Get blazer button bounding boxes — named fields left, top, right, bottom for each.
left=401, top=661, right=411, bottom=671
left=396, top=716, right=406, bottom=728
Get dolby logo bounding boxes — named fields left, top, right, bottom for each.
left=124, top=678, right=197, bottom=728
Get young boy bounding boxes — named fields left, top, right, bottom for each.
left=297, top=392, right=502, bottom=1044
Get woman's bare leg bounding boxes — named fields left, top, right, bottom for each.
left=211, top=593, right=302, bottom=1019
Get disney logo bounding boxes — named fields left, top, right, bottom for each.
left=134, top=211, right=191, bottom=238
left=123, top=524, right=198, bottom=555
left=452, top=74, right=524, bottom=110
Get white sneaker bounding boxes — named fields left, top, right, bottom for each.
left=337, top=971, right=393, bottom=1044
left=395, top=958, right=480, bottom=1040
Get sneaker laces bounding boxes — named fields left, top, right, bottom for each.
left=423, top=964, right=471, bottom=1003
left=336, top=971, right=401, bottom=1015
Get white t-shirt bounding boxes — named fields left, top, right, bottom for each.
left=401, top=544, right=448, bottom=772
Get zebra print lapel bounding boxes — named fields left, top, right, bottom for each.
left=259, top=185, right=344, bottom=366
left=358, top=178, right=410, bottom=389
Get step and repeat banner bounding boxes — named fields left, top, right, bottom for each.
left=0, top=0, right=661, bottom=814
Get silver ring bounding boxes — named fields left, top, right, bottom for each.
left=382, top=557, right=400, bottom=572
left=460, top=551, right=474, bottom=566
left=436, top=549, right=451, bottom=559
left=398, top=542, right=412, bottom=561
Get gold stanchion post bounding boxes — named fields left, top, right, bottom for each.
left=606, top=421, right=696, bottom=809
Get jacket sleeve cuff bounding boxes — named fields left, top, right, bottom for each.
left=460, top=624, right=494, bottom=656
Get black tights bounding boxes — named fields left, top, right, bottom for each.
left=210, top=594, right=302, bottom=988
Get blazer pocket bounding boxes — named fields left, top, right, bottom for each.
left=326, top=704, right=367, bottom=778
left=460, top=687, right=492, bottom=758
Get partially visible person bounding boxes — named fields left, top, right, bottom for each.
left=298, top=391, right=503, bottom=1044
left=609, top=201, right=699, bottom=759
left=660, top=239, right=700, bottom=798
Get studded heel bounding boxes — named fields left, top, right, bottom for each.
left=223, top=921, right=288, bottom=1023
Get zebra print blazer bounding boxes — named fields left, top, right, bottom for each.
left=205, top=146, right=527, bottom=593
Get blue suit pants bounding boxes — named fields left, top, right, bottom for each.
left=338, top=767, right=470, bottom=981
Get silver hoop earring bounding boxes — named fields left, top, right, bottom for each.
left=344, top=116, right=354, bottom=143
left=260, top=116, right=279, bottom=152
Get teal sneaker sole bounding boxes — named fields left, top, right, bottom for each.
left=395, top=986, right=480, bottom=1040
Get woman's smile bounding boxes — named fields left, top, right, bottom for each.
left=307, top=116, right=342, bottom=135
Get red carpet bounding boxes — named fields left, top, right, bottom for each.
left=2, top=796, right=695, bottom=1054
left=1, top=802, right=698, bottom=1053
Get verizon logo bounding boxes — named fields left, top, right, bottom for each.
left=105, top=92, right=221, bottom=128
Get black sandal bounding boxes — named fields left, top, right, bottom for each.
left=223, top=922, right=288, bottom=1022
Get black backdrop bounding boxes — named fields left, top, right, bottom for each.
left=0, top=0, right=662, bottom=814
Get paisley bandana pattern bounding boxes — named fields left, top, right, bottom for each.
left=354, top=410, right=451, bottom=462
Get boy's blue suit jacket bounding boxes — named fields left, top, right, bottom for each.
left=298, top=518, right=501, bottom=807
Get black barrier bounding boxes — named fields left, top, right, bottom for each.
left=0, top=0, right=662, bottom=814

+ + + + +

What needs to be done: Copy every record above exactly as it stands.

Reply:
Get blazer button bounding boxes — named fields left, top, right, bottom for each.
left=401, top=661, right=411, bottom=671
left=396, top=716, right=406, bottom=728
Get dolby logo bounding boxes — named fields left, top, right, bottom for each.
left=124, top=678, right=197, bottom=728
Get young boy bounding boxes — named fields left, top, right, bottom for each.
left=297, top=392, right=502, bottom=1044
Get woman's bare leg bounding boxes — named fields left, top, right, bottom for each.
left=211, top=593, right=302, bottom=1019
Get disney logo bounding boxes — named fields left, top, right, bottom for each.
left=134, top=211, right=191, bottom=238
left=123, top=524, right=198, bottom=555
left=452, top=74, right=524, bottom=110
Get white sneaker bounding boxes — named fields left, top, right, bottom for each.
left=337, top=971, right=393, bottom=1044
left=395, top=958, right=480, bottom=1040
Get sneaker laces bounding boxes — named fields left, top, right, bottom for each.
left=423, top=964, right=471, bottom=1003
left=336, top=971, right=401, bottom=1015
Get white t-shirt bounding boxes — named fields left, top, right, bottom for each.
left=401, top=544, right=448, bottom=772
Get zebra print lapel bounding boxes — named fields left, top, right, bottom for each.
left=259, top=185, right=344, bottom=366
left=358, top=178, right=410, bottom=389
Get step and repeat banner bounding boxes — named fields left, top, right, bottom for each.
left=0, top=0, right=661, bottom=814
Get silver ring bounding boxes — named fields left, top, right, bottom for each.
left=382, top=557, right=400, bottom=572
left=460, top=551, right=474, bottom=566
left=436, top=549, right=451, bottom=559
left=398, top=542, right=412, bottom=561
Get gold stanchion post bounding boxes — named fields left, top, right, bottom for each.
left=606, top=421, right=696, bottom=809
Get jacket sleeve cuff bounding boxes — named fields left, top, right, bottom for each.
left=460, top=624, right=494, bottom=656
Get black tights bounding boxes — named fields left, top, right, bottom for each.
left=210, top=594, right=302, bottom=988
Get blazer pocket bounding boxes — named fields left, top, right, bottom for each.
left=326, top=704, right=367, bottom=778
left=460, top=687, right=492, bottom=758
Get partially visible person bounding boxes — named fields left, top, right, bottom for each.
left=298, top=391, right=503, bottom=1044
left=609, top=201, right=699, bottom=759
left=660, top=239, right=700, bottom=798
Get studded heel bounding boxes — named fields left, top, right, bottom for each.
left=223, top=921, right=288, bottom=1023
Get zebra print blazer bounding boxes — named fields left, top, right, bottom for each.
left=205, top=146, right=527, bottom=593
Get blue suit pants bounding boxes — named fields left, top, right, bottom for each.
left=338, top=767, right=470, bottom=981
Get silver hoop earring bounding boxes — named fields left, top, right, bottom for each.
left=344, top=116, right=354, bottom=143
left=260, top=116, right=279, bottom=152
Get teal sneaker sole bounding boxes — named fields left, top, right, bottom for each.
left=395, top=986, right=480, bottom=1040
Get woman's smile bounding boxes — named fields left, top, right, bottom for each.
left=307, top=116, right=342, bottom=135
Get red carpet bounding boxes — named fields left, top, right, bottom for each.
left=2, top=796, right=695, bottom=1054
left=1, top=802, right=698, bottom=1053
Get verizon logo bounding boxes — named fields left, top, right, bottom for each.
left=105, top=92, right=221, bottom=128
Get black sandal bounding boxes — named fields left, top, right, bottom for each.
left=223, top=922, right=288, bottom=1022
Get black backdrop bounding boxes — named fields left, top, right, bottom for each.
left=0, top=0, right=662, bottom=814
Get paisley bandana pattern bounding boxes — named fields left, top, right, bottom for each.
left=354, top=410, right=451, bottom=462
Get boy's blue suit jacket bounding boxes — named fields left, top, right, bottom for each.
left=298, top=518, right=501, bottom=807
Get black barrier bounding boxes — named fields left, top, right, bottom for each.
left=0, top=0, right=662, bottom=814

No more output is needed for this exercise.